Each entry must be given again exactly; images do not belong in the copy.
--------------------
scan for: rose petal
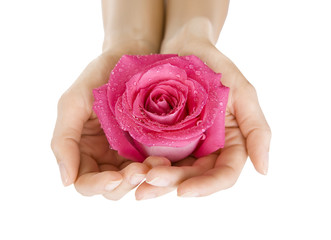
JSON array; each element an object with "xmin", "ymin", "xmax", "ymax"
[
  {"xmin": 193, "ymin": 87, "xmax": 229, "ymax": 157},
  {"xmin": 108, "ymin": 54, "xmax": 177, "ymax": 113},
  {"xmin": 137, "ymin": 138, "xmax": 200, "ymax": 162},
  {"xmin": 93, "ymin": 85, "xmax": 145, "ymax": 162}
]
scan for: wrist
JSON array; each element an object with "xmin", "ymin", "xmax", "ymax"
[
  {"xmin": 102, "ymin": 37, "xmax": 160, "ymax": 56},
  {"xmin": 160, "ymin": 17, "xmax": 216, "ymax": 55}
]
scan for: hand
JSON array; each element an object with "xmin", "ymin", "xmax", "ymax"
[
  {"xmin": 136, "ymin": 24, "xmax": 271, "ymax": 199},
  {"xmin": 51, "ymin": 53, "xmax": 149, "ymax": 200}
]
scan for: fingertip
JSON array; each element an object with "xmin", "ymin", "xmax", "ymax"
[
  {"xmin": 143, "ymin": 156, "xmax": 171, "ymax": 168},
  {"xmin": 253, "ymin": 151, "xmax": 269, "ymax": 175}
]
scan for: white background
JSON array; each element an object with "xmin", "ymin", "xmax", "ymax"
[{"xmin": 0, "ymin": 0, "xmax": 331, "ymax": 239}]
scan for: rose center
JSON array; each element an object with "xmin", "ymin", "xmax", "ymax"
[{"xmin": 145, "ymin": 93, "xmax": 175, "ymax": 115}]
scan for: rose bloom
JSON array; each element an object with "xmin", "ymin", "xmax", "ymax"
[{"xmin": 93, "ymin": 54, "xmax": 229, "ymax": 162}]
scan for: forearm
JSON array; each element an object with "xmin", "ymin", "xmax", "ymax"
[
  {"xmin": 102, "ymin": 0, "xmax": 164, "ymax": 54},
  {"xmin": 162, "ymin": 0, "xmax": 229, "ymax": 51}
]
--------------------
== Output of the task ==
scan for: rose petal
JSON array; each element an object with "xmin", "ymin", "xmax", "ymax"
[
  {"xmin": 193, "ymin": 87, "xmax": 229, "ymax": 157},
  {"xmin": 108, "ymin": 54, "xmax": 177, "ymax": 113},
  {"xmin": 137, "ymin": 138, "xmax": 200, "ymax": 162},
  {"xmin": 93, "ymin": 85, "xmax": 145, "ymax": 162}
]
scan for: wrist
JSON array; each element an object with "xmin", "ymin", "xmax", "ymax"
[
  {"xmin": 102, "ymin": 37, "xmax": 160, "ymax": 56},
  {"xmin": 160, "ymin": 17, "xmax": 216, "ymax": 55}
]
scan for: hand
JSON array; each element an object with "xmin", "ymin", "xmax", "ymax"
[
  {"xmin": 136, "ymin": 24, "xmax": 271, "ymax": 199},
  {"xmin": 51, "ymin": 53, "xmax": 149, "ymax": 200}
]
scan for: fingertip
JSON array; each element an object with "xmin", "ymin", "xmax", "ymax"
[
  {"xmin": 143, "ymin": 156, "xmax": 171, "ymax": 168},
  {"xmin": 253, "ymin": 151, "xmax": 269, "ymax": 175}
]
scan for: white background
JSON array; each element an object with "xmin", "ymin", "xmax", "ymax"
[{"xmin": 0, "ymin": 0, "xmax": 331, "ymax": 239}]
scan for: rose center
JSON array; each element an object with "xmin", "ymin", "xmax", "ymax"
[{"xmin": 145, "ymin": 93, "xmax": 175, "ymax": 115}]
scan for: rose bloom
JSON array; each element an object with "xmin", "ymin", "xmax", "ymax"
[{"xmin": 93, "ymin": 54, "xmax": 229, "ymax": 162}]
scan for: forearm
JSON array; each element an object with "xmin", "ymin", "xmax", "ymax"
[
  {"xmin": 102, "ymin": 0, "xmax": 164, "ymax": 54},
  {"xmin": 162, "ymin": 0, "xmax": 229, "ymax": 51}
]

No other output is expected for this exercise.